*** Opening of Excerpt ***

What’s more, there’s no easy access to medical technology onboard orbiting vessels. While it’s possible to virtually connect with earthbound doctors for medical advice, any serious infectious issues would spread at speed through a closed environment.

As noted by Space, several astronauts on the Apollo 7, 8 and 9 missions were sick with colds. The virus quickly spread among the crew, depleted available medical supplies, and caused crew members to forgo wearing protective helmets when re-entering the atmosphere. It makes sense; the pressure pain caused by colds when landing in a plane is bad enough — imagine the change when dropping 62 miles to the Earth’s surface at 17,500 miles per hour.

To reduce the risk of illness in space, NASA has implemented a mandatory pre-flight quarantine that includes limited, monitored contact with other people. It’s not perfect, but it’s better than the alternative.

*** Close of Excerpt ***
*** Opening of Data under study ***

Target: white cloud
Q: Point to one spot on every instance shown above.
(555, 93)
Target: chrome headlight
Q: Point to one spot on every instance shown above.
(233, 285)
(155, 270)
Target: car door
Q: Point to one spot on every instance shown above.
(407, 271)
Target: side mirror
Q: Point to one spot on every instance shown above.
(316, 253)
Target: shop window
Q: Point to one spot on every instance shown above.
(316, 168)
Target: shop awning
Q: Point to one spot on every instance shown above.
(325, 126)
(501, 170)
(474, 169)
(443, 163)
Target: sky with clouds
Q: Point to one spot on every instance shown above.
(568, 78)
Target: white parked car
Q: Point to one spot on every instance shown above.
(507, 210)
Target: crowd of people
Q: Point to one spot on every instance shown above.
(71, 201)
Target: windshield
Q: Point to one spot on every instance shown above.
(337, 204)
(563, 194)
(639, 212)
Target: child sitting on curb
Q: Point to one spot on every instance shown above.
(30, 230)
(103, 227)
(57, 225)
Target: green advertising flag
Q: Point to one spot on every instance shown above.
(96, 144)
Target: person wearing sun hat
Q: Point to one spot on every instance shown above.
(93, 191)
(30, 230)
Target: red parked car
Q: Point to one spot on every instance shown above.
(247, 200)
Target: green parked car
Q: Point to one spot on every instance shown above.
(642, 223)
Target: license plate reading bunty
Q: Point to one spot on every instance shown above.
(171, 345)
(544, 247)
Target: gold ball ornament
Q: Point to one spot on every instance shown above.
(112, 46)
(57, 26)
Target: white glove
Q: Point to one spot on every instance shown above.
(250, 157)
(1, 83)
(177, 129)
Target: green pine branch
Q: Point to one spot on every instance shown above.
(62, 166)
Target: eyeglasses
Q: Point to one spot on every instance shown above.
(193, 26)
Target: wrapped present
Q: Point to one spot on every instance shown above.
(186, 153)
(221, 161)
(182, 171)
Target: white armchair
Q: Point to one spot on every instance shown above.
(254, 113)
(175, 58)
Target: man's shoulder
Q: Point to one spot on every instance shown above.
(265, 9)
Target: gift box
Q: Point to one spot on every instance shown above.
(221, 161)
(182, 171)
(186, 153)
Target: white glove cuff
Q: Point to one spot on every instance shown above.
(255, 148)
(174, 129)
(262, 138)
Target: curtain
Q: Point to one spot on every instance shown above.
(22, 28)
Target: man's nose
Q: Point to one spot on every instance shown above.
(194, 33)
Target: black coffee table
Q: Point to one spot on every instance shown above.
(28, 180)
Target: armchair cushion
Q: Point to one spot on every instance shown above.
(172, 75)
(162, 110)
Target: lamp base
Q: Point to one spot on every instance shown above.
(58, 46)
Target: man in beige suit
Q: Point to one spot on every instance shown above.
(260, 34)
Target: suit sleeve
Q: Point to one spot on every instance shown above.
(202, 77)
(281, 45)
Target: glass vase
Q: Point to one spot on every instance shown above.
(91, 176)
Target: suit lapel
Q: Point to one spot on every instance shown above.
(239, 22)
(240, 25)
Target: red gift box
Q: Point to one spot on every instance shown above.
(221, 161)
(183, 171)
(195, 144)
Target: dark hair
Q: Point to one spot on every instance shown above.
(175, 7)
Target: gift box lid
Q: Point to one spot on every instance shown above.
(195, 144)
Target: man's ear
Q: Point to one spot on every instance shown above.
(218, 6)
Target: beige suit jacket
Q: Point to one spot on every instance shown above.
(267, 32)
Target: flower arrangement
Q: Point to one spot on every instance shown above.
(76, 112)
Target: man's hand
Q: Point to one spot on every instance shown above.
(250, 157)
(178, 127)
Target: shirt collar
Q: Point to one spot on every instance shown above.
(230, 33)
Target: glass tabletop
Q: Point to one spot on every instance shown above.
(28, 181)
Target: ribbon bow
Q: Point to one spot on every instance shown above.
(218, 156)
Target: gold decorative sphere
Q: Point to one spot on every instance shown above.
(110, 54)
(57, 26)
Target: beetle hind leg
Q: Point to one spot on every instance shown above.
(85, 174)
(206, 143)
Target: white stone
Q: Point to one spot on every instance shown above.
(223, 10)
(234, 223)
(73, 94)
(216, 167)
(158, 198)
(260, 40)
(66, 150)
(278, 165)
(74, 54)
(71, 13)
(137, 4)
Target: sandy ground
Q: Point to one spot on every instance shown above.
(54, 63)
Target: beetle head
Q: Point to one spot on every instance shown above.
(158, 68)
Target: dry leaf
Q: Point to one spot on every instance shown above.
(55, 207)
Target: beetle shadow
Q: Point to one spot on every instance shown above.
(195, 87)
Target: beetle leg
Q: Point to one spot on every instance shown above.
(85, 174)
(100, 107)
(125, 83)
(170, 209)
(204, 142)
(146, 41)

*** Close of Data under study ***

Questions on the material
**a)** Answer these questions using the excerpt on illness in space:
(i) Which Apollo missions had astronauts who were sick with colds?
(ii) What did crew members skip wearing when they re-entered the atmosphere?
(iii) What measure has NASA put in place to reduce the risk of illness in space?
**b)** Continue the excerpt on illness in space from its last sentence.
The items are separate material and have no connection to the excerpt on illness in space.

Written responses
**a)**
(i) Apollo 7, 8 and 9.
(ii) Protective helmets.
(iii) A mandatory pre-flight quarantine that includes limited, monitored contact with other people.

**b)**
Reactivation Risks

Viruses also pose a unique risk for space travelers: reactivation. As noted by NASA research published in Frontiers in Microbiology, both astronauts on shuttle missions and those on the ISS demonstrated latent herpes virus reactivation. While most of the shed viral DNA was asymptomatic, live and infectious virus shedding was also detected. According to Dr. Satish K. Mehta, one author of the study, spaceflight causes “a rise in the secretion of stress hormones like cortisol and adrenaline, which are known to change the immune system.” As a result, immune cells become less effective during off-Earth missions, and this immunosuppression can persist for up to 60 days after astronauts return home.

This makes the idea of escaping Earth to avoid problematic pathogens less-than-ideal: Even if you’re not showing symptoms, existing viruses you’ve already endured could make a reappearance as your immune system struggles to adapt.

Just Say NaNO

Thankfully, it’s not all bad news. Recent advances in nanotechnology show promise to help mitigate the impact and control the spread of viruses. Work from the Potsdamn Institute of Biochemistry and Biology, and the Indian Association for the Cultivation of Science shows that with the right approach, flexible nanotech compounds can help reduce the efficacy of infection by up to 90%.

Further development of this technology could help boost disease defenses by bridging the gap between regular immune functioning and the stressed-out systems of astronauts rocketing their way into outer space.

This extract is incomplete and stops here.